Sinodendron rugosum is a species of the family Lucanidae, the stag beetles. It is commonly referred to as the rugose stag beetle, and is the only known member of the genus Sinodendron to occur in western North America.

==Description==
The adults of this species exhibit sexual dimorphism, a common trait in Lucanidae, as well as unopposable clubbed antennae. Both sexes are 11–18 mm in length, black in coloration, and have small mandibles. The pronotum and elytra are covered in many small pits, leading to an overall rugose appearance. The head of the male is much narrower than the pronotum, and has a short, median rhinoceros-like horn. The female either lacks a horn or has a small median tubercle.

==Range==
Sinodendron rugosum is found in moist woodlands from British Columbia to California. Adults are commonly found on the ground from spring to early summer.

──────────────────────────────

» Task item A
According to the text on the rugose stag beetle, what three traits do both sexes share?
» Task item B
In the rugose stag beetle text, when are adults commonly found on the ground?
» Task item C
Pick up the text on the rugose stag beetle after its last sentence and keep it going.
The data that follows has nothing to do with the text about the rugose stag beetle.

──────────────────────────────

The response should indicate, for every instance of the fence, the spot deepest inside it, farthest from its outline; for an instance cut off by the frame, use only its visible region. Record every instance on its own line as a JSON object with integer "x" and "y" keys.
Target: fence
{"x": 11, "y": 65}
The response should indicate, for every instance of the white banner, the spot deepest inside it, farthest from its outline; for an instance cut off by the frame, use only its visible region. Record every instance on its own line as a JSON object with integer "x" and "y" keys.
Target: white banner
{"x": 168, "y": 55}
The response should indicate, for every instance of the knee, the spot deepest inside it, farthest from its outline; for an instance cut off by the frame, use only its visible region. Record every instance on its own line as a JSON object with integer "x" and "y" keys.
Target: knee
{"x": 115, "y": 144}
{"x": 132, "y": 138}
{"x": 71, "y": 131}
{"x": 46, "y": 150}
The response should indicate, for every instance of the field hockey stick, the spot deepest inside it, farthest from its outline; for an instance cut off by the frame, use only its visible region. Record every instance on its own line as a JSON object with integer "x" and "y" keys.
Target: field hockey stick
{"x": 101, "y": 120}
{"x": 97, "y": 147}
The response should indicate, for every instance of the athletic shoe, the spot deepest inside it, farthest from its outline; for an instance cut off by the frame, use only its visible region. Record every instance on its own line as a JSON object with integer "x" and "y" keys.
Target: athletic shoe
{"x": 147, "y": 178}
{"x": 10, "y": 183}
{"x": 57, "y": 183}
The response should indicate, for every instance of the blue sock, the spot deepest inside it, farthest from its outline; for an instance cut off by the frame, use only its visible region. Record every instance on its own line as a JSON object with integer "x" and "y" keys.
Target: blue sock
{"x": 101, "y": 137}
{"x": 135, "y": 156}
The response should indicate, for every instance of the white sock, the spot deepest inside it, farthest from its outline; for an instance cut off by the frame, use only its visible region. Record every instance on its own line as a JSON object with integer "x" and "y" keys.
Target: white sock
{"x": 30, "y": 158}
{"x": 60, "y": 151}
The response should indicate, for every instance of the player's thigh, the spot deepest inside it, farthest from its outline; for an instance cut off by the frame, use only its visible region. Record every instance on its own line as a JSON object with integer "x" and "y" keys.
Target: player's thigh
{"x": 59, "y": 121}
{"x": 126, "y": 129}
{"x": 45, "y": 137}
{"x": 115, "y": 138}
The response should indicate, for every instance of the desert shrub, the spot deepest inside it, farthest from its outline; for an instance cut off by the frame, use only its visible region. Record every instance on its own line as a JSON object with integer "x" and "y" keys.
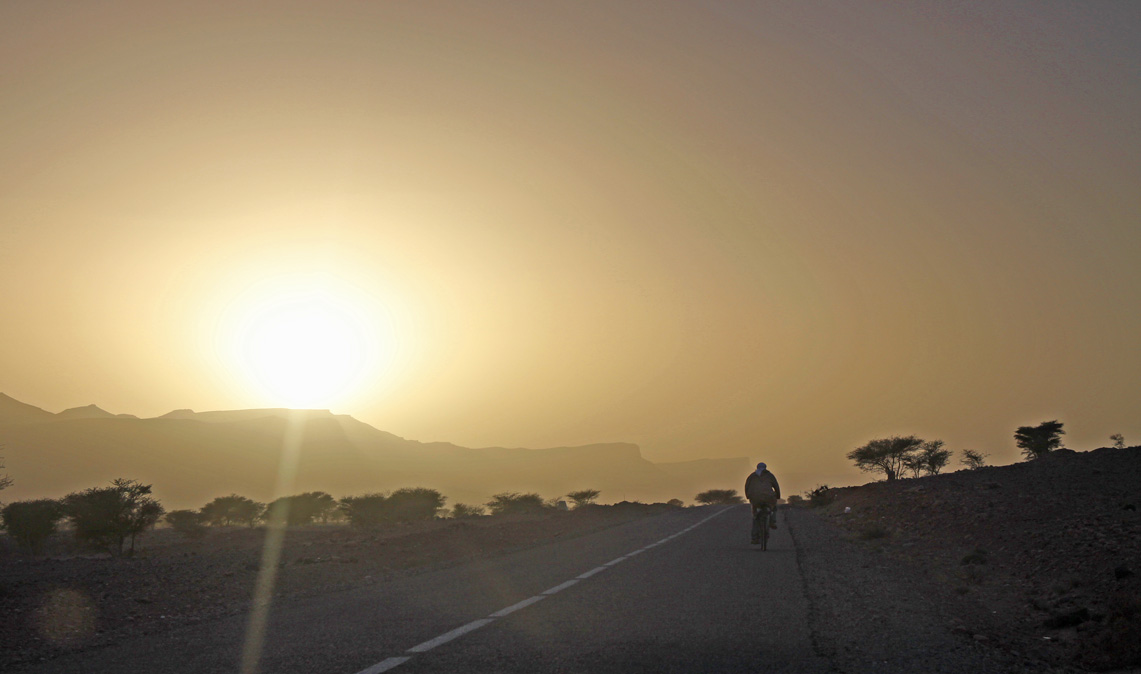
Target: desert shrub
{"x": 819, "y": 496}
{"x": 301, "y": 509}
{"x": 366, "y": 510}
{"x": 583, "y": 496}
{"x": 413, "y": 503}
{"x": 107, "y": 517}
{"x": 464, "y": 511}
{"x": 186, "y": 522}
{"x": 874, "y": 530}
{"x": 891, "y": 456}
{"x": 232, "y": 510}
{"x": 976, "y": 557}
{"x": 719, "y": 496}
{"x": 31, "y": 522}
{"x": 973, "y": 460}
{"x": 1037, "y": 440}
{"x": 515, "y": 503}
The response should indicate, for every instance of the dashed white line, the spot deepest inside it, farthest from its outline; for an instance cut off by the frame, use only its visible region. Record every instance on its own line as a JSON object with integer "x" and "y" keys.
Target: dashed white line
{"x": 561, "y": 586}
{"x": 516, "y": 607}
{"x": 391, "y": 663}
{"x": 590, "y": 573}
{"x": 450, "y": 635}
{"x": 386, "y": 665}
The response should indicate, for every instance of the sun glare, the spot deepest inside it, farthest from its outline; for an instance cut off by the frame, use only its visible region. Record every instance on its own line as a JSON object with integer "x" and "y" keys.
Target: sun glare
{"x": 306, "y": 347}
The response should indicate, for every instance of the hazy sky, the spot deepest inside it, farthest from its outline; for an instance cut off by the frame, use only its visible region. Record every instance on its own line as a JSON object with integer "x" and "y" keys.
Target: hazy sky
{"x": 775, "y": 229}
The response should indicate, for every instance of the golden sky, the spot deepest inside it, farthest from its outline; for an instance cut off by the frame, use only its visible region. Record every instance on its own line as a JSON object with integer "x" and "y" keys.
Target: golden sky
{"x": 775, "y": 229}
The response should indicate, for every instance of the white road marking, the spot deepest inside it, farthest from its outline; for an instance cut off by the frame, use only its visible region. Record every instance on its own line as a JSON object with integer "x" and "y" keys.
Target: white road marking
{"x": 516, "y": 607}
{"x": 386, "y": 665}
{"x": 590, "y": 573}
{"x": 450, "y": 635}
{"x": 391, "y": 663}
{"x": 561, "y": 586}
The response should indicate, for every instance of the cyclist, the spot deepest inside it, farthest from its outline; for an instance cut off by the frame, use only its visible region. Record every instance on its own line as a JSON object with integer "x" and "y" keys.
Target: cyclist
{"x": 761, "y": 488}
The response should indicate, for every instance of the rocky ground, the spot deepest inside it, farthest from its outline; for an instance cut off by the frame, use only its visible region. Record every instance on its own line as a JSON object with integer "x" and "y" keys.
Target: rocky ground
{"x": 1038, "y": 560}
{"x": 69, "y": 601}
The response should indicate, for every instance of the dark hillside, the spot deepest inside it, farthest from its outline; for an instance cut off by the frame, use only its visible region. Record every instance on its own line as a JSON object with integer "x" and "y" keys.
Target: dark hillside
{"x": 1042, "y": 559}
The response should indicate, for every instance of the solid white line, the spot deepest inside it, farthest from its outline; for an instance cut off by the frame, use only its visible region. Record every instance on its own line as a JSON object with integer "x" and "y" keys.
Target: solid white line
{"x": 386, "y": 665}
{"x": 393, "y": 663}
{"x": 516, "y": 607}
{"x": 590, "y": 573}
{"x": 450, "y": 635}
{"x": 561, "y": 586}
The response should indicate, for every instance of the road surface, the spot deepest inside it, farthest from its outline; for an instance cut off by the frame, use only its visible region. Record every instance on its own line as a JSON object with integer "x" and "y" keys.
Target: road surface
{"x": 679, "y": 592}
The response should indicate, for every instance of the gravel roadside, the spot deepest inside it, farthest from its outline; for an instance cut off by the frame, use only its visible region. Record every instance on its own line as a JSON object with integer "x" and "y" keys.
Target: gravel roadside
{"x": 868, "y": 614}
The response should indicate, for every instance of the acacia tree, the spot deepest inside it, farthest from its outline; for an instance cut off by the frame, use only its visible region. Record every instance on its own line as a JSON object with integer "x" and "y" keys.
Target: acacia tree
{"x": 107, "y": 517}
{"x": 973, "y": 460}
{"x": 583, "y": 496}
{"x": 302, "y": 509}
{"x": 1037, "y": 440}
{"x": 932, "y": 456}
{"x": 887, "y": 455}
{"x": 30, "y": 522}
{"x": 226, "y": 510}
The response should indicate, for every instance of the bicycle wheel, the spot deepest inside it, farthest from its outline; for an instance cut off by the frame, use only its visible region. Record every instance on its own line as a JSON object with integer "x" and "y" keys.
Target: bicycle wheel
{"x": 765, "y": 529}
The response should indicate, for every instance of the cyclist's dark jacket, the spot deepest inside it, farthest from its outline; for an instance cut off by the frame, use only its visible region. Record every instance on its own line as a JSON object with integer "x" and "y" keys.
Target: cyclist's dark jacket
{"x": 762, "y": 488}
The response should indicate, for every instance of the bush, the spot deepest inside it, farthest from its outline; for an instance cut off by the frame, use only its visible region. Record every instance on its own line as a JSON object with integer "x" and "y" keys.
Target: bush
{"x": 515, "y": 503}
{"x": 819, "y": 496}
{"x": 108, "y": 517}
{"x": 1038, "y": 440}
{"x": 719, "y": 496}
{"x": 302, "y": 509}
{"x": 233, "y": 509}
{"x": 186, "y": 522}
{"x": 413, "y": 503}
{"x": 31, "y": 522}
{"x": 973, "y": 460}
{"x": 366, "y": 510}
{"x": 583, "y": 496}
{"x": 887, "y": 455}
{"x": 464, "y": 511}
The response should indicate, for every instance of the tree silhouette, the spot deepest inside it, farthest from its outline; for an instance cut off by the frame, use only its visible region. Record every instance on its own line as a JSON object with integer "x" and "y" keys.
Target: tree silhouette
{"x": 887, "y": 455}
{"x": 515, "y": 503}
{"x": 107, "y": 517}
{"x": 302, "y": 509}
{"x": 719, "y": 496}
{"x": 973, "y": 460}
{"x": 31, "y": 522}
{"x": 186, "y": 522}
{"x": 228, "y": 510}
{"x": 1037, "y": 440}
{"x": 583, "y": 496}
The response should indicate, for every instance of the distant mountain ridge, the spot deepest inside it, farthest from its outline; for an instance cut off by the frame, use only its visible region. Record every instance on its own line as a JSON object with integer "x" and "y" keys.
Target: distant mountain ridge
{"x": 194, "y": 456}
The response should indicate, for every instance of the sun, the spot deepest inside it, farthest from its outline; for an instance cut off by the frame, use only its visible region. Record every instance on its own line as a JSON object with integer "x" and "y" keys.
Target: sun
{"x": 307, "y": 344}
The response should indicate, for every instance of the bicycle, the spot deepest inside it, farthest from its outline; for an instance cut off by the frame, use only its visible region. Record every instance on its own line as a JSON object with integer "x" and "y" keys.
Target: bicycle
{"x": 760, "y": 533}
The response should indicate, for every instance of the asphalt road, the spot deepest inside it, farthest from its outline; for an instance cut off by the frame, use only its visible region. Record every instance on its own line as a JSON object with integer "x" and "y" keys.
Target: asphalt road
{"x": 680, "y": 592}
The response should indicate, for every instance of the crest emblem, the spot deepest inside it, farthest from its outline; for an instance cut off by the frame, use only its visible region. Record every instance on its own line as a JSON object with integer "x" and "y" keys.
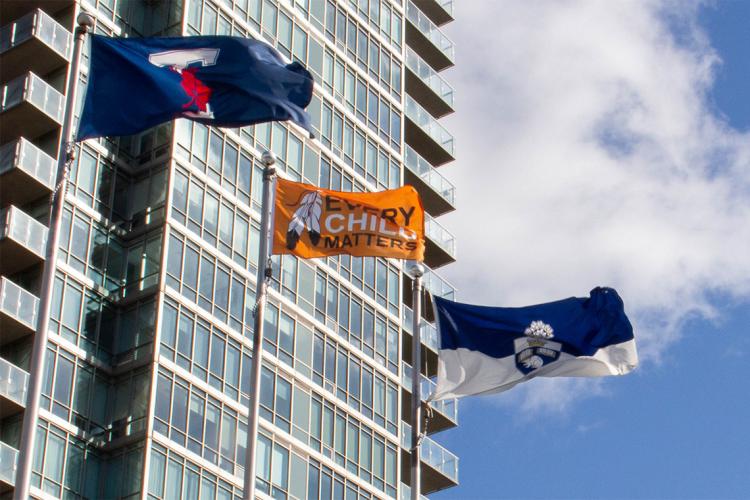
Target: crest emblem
{"x": 536, "y": 349}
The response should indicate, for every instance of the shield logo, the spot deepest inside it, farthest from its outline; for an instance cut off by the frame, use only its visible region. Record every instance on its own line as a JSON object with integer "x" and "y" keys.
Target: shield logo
{"x": 536, "y": 349}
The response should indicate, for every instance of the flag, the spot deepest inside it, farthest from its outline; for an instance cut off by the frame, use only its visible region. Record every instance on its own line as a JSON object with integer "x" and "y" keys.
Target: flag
{"x": 314, "y": 222}
{"x": 491, "y": 349}
{"x": 137, "y": 83}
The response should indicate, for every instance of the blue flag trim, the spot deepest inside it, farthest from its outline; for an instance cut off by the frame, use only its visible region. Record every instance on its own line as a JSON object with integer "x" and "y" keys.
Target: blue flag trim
{"x": 581, "y": 325}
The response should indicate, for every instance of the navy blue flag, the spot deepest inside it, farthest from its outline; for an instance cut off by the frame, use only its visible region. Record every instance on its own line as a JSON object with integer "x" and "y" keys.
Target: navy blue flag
{"x": 137, "y": 83}
{"x": 491, "y": 349}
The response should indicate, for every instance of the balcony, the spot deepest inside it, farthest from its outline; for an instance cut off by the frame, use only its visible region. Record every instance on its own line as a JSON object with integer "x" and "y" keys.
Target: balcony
{"x": 440, "y": 244}
{"x": 440, "y": 11}
{"x": 445, "y": 414}
{"x": 26, "y": 172}
{"x": 426, "y": 135}
{"x": 29, "y": 107}
{"x": 439, "y": 467}
{"x": 438, "y": 193}
{"x": 14, "y": 383}
{"x": 427, "y": 86}
{"x": 23, "y": 241}
{"x": 8, "y": 463}
{"x": 18, "y": 309}
{"x": 427, "y": 40}
{"x": 13, "y": 9}
{"x": 406, "y": 493}
{"x": 34, "y": 42}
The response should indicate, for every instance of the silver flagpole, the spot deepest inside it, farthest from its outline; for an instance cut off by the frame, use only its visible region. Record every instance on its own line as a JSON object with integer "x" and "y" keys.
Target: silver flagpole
{"x": 264, "y": 273}
{"x": 416, "y": 271}
{"x": 64, "y": 158}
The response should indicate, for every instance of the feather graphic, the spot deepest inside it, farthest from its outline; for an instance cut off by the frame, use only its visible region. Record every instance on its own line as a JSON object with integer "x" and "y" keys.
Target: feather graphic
{"x": 306, "y": 216}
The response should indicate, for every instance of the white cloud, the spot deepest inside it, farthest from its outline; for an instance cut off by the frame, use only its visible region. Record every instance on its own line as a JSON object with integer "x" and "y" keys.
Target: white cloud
{"x": 589, "y": 154}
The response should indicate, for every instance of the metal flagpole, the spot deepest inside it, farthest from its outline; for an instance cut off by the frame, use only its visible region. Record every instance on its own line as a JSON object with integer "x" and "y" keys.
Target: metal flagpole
{"x": 65, "y": 158}
{"x": 416, "y": 271}
{"x": 261, "y": 285}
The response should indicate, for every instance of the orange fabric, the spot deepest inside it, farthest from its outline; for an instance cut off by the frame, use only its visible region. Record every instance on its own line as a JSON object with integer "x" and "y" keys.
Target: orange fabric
{"x": 313, "y": 222}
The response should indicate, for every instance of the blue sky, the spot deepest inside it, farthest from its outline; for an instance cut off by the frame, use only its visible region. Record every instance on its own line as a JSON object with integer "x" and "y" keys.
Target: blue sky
{"x": 608, "y": 143}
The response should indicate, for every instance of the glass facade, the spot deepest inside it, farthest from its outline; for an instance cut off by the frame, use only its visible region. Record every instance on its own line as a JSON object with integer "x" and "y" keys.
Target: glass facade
{"x": 146, "y": 375}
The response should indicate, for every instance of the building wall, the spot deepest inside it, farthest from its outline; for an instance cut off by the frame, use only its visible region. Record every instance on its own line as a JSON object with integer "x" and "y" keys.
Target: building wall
{"x": 146, "y": 374}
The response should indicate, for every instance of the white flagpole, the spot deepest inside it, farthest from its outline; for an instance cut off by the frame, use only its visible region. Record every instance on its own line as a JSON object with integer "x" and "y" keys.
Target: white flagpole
{"x": 416, "y": 271}
{"x": 64, "y": 159}
{"x": 261, "y": 285}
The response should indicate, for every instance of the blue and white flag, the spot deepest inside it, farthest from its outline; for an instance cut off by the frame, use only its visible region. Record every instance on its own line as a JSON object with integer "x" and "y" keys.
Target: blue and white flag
{"x": 137, "y": 83}
{"x": 491, "y": 349}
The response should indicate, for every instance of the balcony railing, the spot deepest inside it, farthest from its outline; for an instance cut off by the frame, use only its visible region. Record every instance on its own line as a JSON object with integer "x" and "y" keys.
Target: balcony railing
{"x": 448, "y": 407}
{"x": 23, "y": 229}
{"x": 18, "y": 303}
{"x": 430, "y": 31}
{"x": 429, "y": 125}
{"x": 8, "y": 464}
{"x": 427, "y": 331}
{"x": 439, "y": 235}
{"x": 438, "y": 286}
{"x": 14, "y": 382}
{"x": 37, "y": 24}
{"x": 406, "y": 493}
{"x": 33, "y": 89}
{"x": 23, "y": 155}
{"x": 432, "y": 454}
{"x": 429, "y": 77}
{"x": 430, "y": 175}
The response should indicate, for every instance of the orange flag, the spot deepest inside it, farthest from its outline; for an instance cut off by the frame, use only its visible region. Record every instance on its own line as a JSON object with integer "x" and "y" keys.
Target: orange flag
{"x": 313, "y": 222}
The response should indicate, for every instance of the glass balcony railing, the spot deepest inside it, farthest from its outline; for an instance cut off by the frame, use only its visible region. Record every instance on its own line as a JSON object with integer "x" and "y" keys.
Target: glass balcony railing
{"x": 33, "y": 89}
{"x": 18, "y": 303}
{"x": 8, "y": 463}
{"x": 17, "y": 225}
{"x": 427, "y": 331}
{"x": 448, "y": 407}
{"x": 432, "y": 454}
{"x": 439, "y": 235}
{"x": 430, "y": 175}
{"x": 37, "y": 24}
{"x": 429, "y": 76}
{"x": 23, "y": 155}
{"x": 14, "y": 382}
{"x": 437, "y": 285}
{"x": 430, "y": 31}
{"x": 429, "y": 125}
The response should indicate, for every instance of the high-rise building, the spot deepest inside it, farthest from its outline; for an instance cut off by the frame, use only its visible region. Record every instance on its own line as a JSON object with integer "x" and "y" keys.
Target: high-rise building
{"x": 146, "y": 372}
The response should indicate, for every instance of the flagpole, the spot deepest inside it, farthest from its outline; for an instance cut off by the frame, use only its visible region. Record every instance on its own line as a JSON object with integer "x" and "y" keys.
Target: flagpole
{"x": 416, "y": 271}
{"x": 261, "y": 285}
{"x": 65, "y": 157}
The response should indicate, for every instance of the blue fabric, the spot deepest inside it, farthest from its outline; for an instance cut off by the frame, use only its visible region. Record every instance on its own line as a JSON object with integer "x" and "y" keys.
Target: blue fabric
{"x": 581, "y": 325}
{"x": 246, "y": 82}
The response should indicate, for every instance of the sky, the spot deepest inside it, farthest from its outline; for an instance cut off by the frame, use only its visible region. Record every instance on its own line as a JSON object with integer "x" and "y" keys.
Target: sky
{"x": 608, "y": 143}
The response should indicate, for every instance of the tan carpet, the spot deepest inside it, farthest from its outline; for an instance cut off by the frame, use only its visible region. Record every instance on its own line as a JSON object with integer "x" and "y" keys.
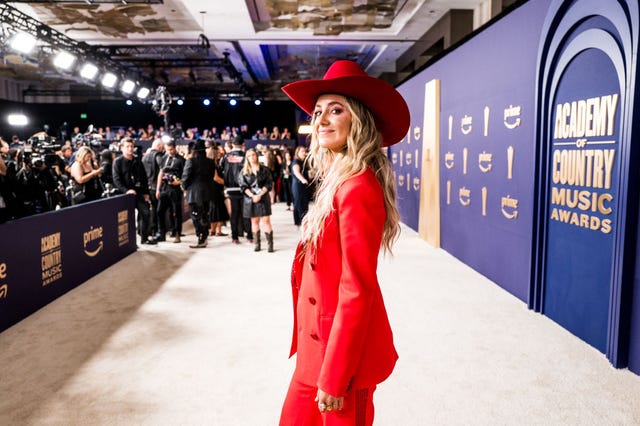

──────────────────────────────

» Task output A
- 11–18 mm in length
- Black in coloration
- Small mandibles

» Task output B
From spring to early summer.

» Task output C
==Life history==
The white, C-shaped larvae hatch on bark and tunnel inward, creating pupal chambers in decaying wood. They have been associated with oak, alder, willow and cherry. Adults may feed on plant juices or aphid honeydew. The horn of the male is occasionally used in combat with other males in order to establish dominance when competing for mates.

==Predators==
Sinodendron rugosum has been identified as one of many species eaten by the Northern Spotted Owl Strix occidentalis.